> [Written exercise a]:
Answer these questions about the thread on disappearing shrimp, one answer per line:
(i) What size is the tank the shrimp are kept in?
(ii) What does the first poster have in the tank for the shrimp to hide in?
(iii) According to Ursus sapien, when and to what might the shrimp be getting lost?

> [Document text]:
- - -
# Only female shrimp disappearing?



## Tazzy_toon (Jul 25, 2011)

So I got 10 cherry shrimps and all but 1 female and 4 males survived. 
My amonia, nitrites and nitrates are good (that's all I can test for)

I have 3 baby white cloud minnows
7 dwarf livebearers (only 2 are adults)
I had 12 shrimp, but now only 6.

In a 5.5 gallon lightly planted tank. 

FYI, this is not the minnows regular home. They are just there temporarily.

At first I thought they were molting, but then I found the meaty part next day 

I also have driftwood and java moss for them to hide. The only female is saddled and everyone seems to be getting along well.

Any ideas???


----------



## Ursus sapien (Apr 21, 2010)

you may be losing them during their molts to the least live bearers, if the shrimp can't find hiding space.


----------



## Tazzy_toon (Jul 25, 2011)
- - -
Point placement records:
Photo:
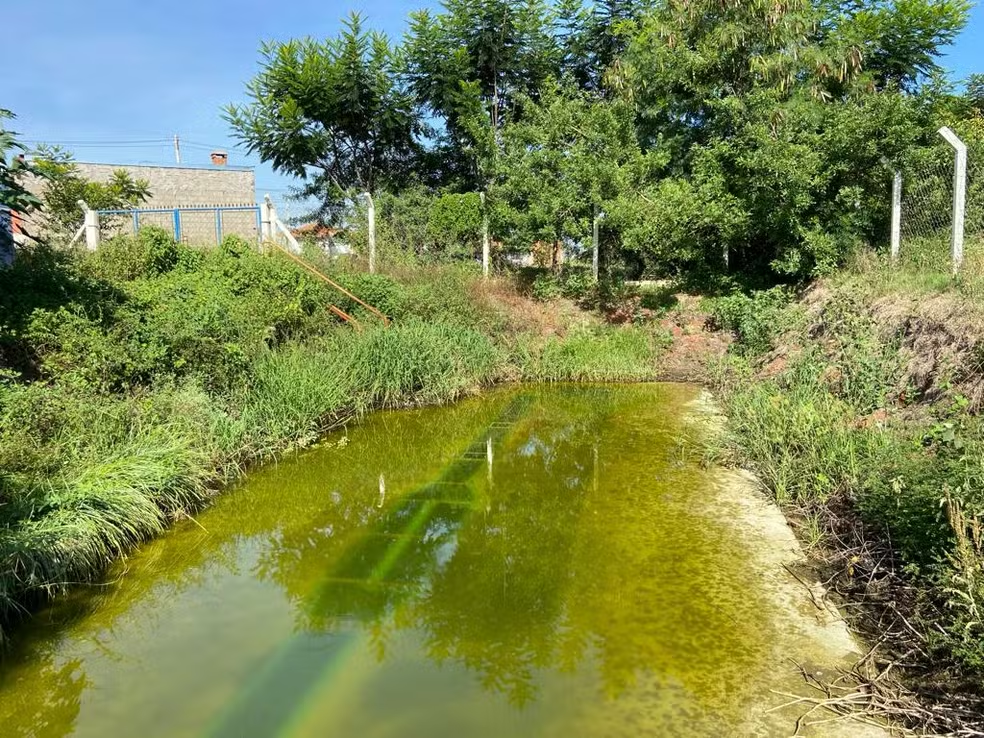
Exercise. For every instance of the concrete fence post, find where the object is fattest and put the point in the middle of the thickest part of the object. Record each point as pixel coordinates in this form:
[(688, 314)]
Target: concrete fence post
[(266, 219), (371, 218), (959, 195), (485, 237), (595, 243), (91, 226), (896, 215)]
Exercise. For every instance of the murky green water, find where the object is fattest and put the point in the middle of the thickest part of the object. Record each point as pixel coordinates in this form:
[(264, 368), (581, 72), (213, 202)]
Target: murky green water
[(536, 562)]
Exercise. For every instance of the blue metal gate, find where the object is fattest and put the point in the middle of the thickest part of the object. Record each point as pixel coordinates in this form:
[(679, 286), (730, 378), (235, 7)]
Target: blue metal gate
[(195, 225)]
- - -
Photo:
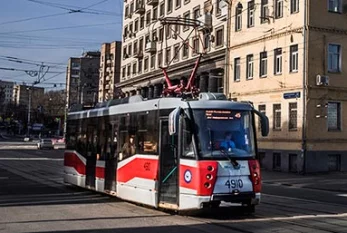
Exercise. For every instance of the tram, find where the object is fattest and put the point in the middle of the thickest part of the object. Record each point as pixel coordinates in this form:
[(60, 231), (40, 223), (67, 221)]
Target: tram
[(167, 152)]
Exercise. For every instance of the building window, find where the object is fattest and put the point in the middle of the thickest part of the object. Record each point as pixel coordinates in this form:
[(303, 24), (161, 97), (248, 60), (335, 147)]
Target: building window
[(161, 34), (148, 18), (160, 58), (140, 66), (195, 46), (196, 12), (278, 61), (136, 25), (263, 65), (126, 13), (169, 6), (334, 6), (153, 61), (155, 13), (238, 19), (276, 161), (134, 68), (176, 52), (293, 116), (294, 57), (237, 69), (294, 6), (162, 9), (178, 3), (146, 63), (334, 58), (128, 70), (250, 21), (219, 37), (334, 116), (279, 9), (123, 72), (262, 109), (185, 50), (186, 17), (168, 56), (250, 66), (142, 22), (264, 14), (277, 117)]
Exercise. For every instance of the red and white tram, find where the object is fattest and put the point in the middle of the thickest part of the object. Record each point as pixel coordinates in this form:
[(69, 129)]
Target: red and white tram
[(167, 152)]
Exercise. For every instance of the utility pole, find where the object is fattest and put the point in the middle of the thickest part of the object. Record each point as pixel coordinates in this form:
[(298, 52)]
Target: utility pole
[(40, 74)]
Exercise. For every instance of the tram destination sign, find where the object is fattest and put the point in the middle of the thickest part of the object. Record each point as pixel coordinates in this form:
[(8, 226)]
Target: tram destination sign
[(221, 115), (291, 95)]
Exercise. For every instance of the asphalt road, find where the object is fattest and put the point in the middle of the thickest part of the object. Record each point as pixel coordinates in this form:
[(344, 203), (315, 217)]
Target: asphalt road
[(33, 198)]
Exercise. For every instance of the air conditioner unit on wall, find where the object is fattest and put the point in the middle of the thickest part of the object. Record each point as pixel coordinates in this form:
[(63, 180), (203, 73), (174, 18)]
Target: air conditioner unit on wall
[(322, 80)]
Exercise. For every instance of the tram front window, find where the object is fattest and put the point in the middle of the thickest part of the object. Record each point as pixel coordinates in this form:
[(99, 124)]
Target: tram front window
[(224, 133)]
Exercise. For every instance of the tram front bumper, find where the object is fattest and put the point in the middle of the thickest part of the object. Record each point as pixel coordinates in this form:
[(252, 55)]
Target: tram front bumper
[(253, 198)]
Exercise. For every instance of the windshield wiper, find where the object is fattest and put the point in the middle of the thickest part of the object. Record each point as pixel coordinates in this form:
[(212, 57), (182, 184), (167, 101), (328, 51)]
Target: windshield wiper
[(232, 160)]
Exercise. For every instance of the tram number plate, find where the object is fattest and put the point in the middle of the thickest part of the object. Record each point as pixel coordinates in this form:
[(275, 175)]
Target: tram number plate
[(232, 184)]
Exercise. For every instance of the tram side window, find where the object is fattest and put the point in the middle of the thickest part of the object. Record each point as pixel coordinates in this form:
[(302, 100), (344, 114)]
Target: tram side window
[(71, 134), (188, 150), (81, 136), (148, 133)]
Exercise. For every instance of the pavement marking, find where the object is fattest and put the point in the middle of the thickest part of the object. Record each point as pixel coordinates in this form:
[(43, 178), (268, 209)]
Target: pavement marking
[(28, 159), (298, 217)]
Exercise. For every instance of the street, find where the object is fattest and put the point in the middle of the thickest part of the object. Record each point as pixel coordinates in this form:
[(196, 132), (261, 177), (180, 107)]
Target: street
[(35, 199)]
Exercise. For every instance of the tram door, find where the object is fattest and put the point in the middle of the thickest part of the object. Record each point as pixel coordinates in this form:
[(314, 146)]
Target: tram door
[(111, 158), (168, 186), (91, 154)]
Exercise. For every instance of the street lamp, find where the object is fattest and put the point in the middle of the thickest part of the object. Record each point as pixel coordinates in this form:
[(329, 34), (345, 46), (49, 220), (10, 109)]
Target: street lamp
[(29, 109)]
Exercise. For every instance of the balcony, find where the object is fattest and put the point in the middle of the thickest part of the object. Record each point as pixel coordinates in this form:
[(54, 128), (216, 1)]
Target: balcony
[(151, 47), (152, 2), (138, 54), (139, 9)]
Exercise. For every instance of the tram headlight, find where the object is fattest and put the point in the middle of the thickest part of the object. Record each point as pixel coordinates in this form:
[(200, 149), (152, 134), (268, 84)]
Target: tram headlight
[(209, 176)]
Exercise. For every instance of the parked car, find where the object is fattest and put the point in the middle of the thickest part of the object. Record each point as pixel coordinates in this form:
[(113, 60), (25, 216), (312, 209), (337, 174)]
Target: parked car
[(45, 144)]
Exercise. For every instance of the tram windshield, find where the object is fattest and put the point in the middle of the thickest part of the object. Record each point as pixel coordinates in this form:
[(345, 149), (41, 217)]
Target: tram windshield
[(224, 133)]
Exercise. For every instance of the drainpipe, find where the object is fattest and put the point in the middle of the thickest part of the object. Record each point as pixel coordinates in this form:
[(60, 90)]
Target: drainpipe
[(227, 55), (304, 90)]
- - -
> [Written exercise b]: In the point placement entries, transcribe everything from the line containing "Exercise. For every instance of the tram front bumper, find" down to the line containing "[(111, 158), (168, 186), (91, 154)]", keeping both of those lines.

> [Written answer a]:
(i) 5.5 gallons.
(ii) Driftwood and java moss.
(iii) During their molts, to the least live bearers, if the shrimp can't find hiding space.

> [Written answer b]:
Exercise. For every instance of the tram front bumper, find where the object is fattest and put the point in the middle of the thickest part of the object. Record each point as pixel coordinates in this form:
[(252, 55)]
Target: tram front bumper
[(253, 198)]
Exercise. For every instance of the windshield wiper, find where the object is fattest and put the point in the middle of the thickest part of the object. Record each point as pixel coordinates in this form:
[(212, 57), (182, 184), (167, 101), (328, 51)]
Target: windshield wiper
[(232, 160)]
Exercise. For every instance of the tram number plate, find where the object is fattest and put the point in the middle of the thickest part of the object. Record each point as pixel coordinates in this form:
[(275, 175)]
Target: tram number plate
[(232, 184)]
Exercise. For every instance of the tram side window, find where the object is fattest and put the point in the middle of the thickest part of the object. Record each point as pixel coordinates in this form:
[(302, 100), (344, 114)]
Target: tram side window
[(71, 134), (188, 150), (81, 136), (148, 133)]
Exercise. For every instance of the pavement marking, find where the object is fattest and put the point in the middle of the thickest part of the object. Record each point as pixel coordinates in this form:
[(43, 178), (268, 209)]
Target: pavement marking
[(28, 159), (298, 217)]
Exercise. For every instance of the street, find where the object is fattest and put the point in the middle of the thickest part of the object. Record each point as pixel coordinates in this form:
[(196, 132), (261, 177), (180, 107)]
Target: street
[(35, 199)]
Exercise. For every instance of the tram door, find where the object is fattest and put the point in the middle of the thickest part of the object. Record each point as pixel coordinates in this form:
[(314, 146)]
Target: tram door
[(111, 158), (168, 186), (91, 154)]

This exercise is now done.